--- FRAGMENTO DEL TEXTO ---

En este contexto se hace necesario potenciar los valores fundamentales para la convivencia social, tales como el respeto a la verdad, el decidido empeño por la justicia y la solidaridad, la honestidad, la capacidad de diálogo y participación a todos los niveles. Tal como lo viene proclamando reiteradamente el Magisterio de la Iglesia, se trata de ir promoviendo y logrando aquellas condiciones de vida que permitan a los individuos y a las familias, así como a los grupos intermedios y asociativos, su plena realización y la consecución de sus legítimas aspiraciones.

4. Para la consecución de un progreso que sea verdaderamente integral, es menester también dedicar atención a la cultura y a la educación en los auténticos valores morales y del espíritu. Las relaciones del Paraguay no sólo con las estados vecinos, sino con otros muchos países del mundo, hace que reciba determinados influjos culturales, a lo cual contribuye no poco también la acción de los medios de comunicación social. Esta consideración requiere la permanente promoción de una auténtica política cultural que consolide y difunda dichos valores fundamentales en una sociedad que, como la suya, está enraizada en la fe y en los principios cristianos.

La educación es un factor fundamental para un País llamado a tomar parte cada vez más activa en el concierto de las naciones. Por eso, se requiere una mayor y más adecuada capacitación de sus gentes. A este respecto, es de esperar que la reforma educativa, ya en vigor en el Paraguay, alcance sus objetivos, haciendo posible que la formación integral sea patrimonio de todos y facilite las condiciones necesarias para que las nuevas generaciones asuman plenamente sus responsabilidades como ciudadanos y colaboren activamente al bien de la Nación.

5. Señor Presidente, son muchos y muy profundos los vínculos que, desde sus mismos orígenes como Nación, unen a la República del Paraguay con la Santa Sede. En efecto, su pueblo puede gloriarse en verdad de sus raíces cristianas ya que la religión católica forma parte esencial de su historia. A este respecto, me complace recordar que ya desde los comienzos de la evangelización del continente americano la fe se encarnó en su País, teniendo una expresión particular en las llamadas “Reducciones”, estructura religiosa y social en la cual se distinguió vuestro primer Santo, Roque González.

--- DATOS REGISTRADOS ---

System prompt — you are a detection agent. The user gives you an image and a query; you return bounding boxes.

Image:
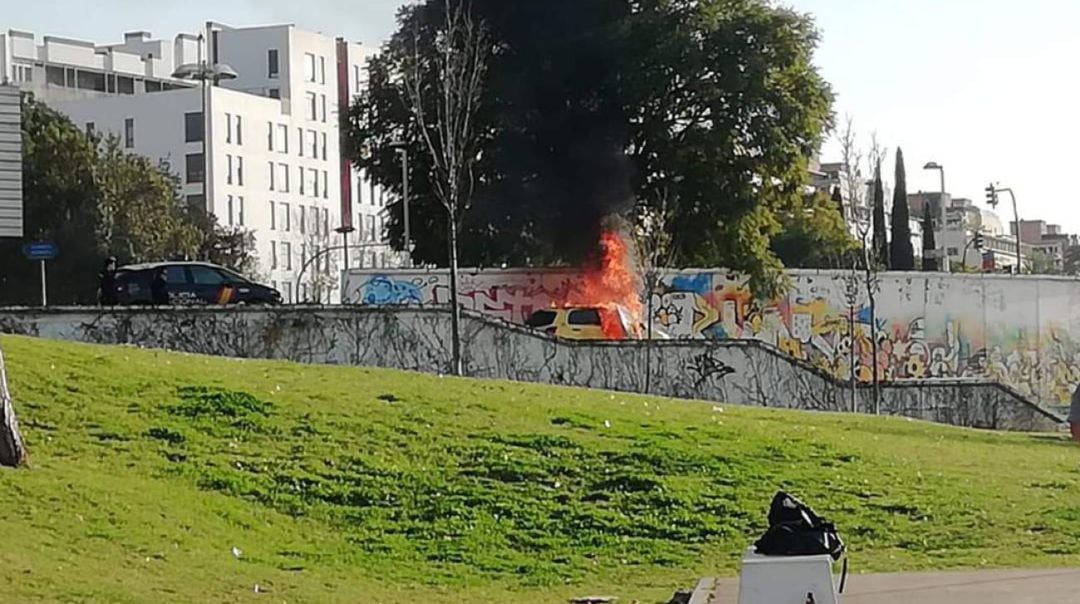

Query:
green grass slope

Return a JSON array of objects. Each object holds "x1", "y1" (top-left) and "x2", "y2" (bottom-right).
[{"x1": 0, "y1": 337, "x2": 1080, "y2": 603}]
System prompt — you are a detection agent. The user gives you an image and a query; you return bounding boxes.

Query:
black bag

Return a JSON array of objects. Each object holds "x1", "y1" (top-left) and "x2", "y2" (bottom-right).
[{"x1": 754, "y1": 492, "x2": 845, "y2": 560}]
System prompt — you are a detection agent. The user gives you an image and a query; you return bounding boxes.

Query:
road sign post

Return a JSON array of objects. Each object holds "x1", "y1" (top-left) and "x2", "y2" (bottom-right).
[{"x1": 23, "y1": 241, "x2": 59, "y2": 306}]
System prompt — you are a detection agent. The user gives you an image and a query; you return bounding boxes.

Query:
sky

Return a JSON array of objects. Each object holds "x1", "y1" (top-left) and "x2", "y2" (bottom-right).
[{"x1": 8, "y1": 0, "x2": 1080, "y2": 232}]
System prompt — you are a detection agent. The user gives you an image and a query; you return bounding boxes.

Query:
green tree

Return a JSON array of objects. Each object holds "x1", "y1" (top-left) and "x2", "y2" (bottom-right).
[
  {"x1": 347, "y1": 0, "x2": 833, "y2": 293},
  {"x1": 1025, "y1": 250, "x2": 1064, "y2": 274},
  {"x1": 889, "y1": 148, "x2": 915, "y2": 270},
  {"x1": 1064, "y1": 245, "x2": 1080, "y2": 277},
  {"x1": 922, "y1": 203, "x2": 941, "y2": 272},
  {"x1": 770, "y1": 192, "x2": 860, "y2": 268},
  {"x1": 868, "y1": 163, "x2": 889, "y2": 268}
]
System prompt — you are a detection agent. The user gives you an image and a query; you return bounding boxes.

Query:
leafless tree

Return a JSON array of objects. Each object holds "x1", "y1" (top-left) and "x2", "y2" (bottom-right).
[
  {"x1": 0, "y1": 350, "x2": 26, "y2": 468},
  {"x1": 839, "y1": 116, "x2": 888, "y2": 413},
  {"x1": 634, "y1": 187, "x2": 677, "y2": 392},
  {"x1": 404, "y1": 0, "x2": 491, "y2": 375}
]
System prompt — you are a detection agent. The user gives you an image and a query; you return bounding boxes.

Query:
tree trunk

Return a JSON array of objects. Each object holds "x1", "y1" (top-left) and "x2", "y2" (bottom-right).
[
  {"x1": 0, "y1": 343, "x2": 26, "y2": 468},
  {"x1": 449, "y1": 209, "x2": 463, "y2": 376}
]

---

| TU OBJETIVO |
Prosigue el texto sobre el Paraguay y la Santa Sede a partir de su última frase.

| RESPUESTA DEL EJERCICIO |
En esta circunstancia deseo asegurarle, Señor Presidente, la decidida voluntad de la Iglesia en el Paraguay, como repetidamente han manifestado los Obispos, sus legítimos representantes, de seguir colaborando con las Autoridades y las diversas instancias públicas en servir a las grandes causas del hombre, como ciudadano y como hijo de Dios (Gaudium et spes, 76). Es de desear que el diálogo constructivo y frecuente entre las Autoridades civiles y los Pastores de la Iglesia acreciente las relaciones entre las dos Instituciones. Por su parte, el Episcopado, los sacerdotes y comunidades religiosas seguirán incansables en el cumplimiento de su labor evangelizadora, asistencial y educativa para bien de la sociedad. A ello les mueve su vocación de servicio a todos, especialmente a los más necesitados, contribuyendo así a la elevación integral del hombre paraguayo y a la tutela y promoción de los valores supremos.

Antes de concluir este encuentro, deseo reiterarle, Señor Presidente, mi vivo agradecimiento por esta amable visita. Espero vivamente que la historia confirme con los hechos su compromiso personal, así como el de su Gobierno, de llevar a plena perfección el moderno desarrollo de la sociedad paraguaya sobre la base de los valores encarnados en la ética cristiana, tan enraizada en la tradición religiosa y cultural de toda la población. Espiritualmente postrado ante la imagen de la Pura y Limpia Concepción de Caacupé, tan venerada por los católicos del Paraguay, pido fervientemente al Todopoderoso que derrame abundantes dones y bendiciones sobre Usted, Señor Presidente, sobre su familia y sus colaboradores en las tareas del Gobierno, y sobre todos los amadísimos hijos de tan noble País.


*Insegnamenti di Giovanni Paolo II, vol. XVIII, 1 pp. 396-400.

L’Osservatore Romano 18.2.1995 p.4.

L'Osservatore Romano. Edición Semanal en lengua española, n. 8, pp. 5, 8 (pp.105, 108).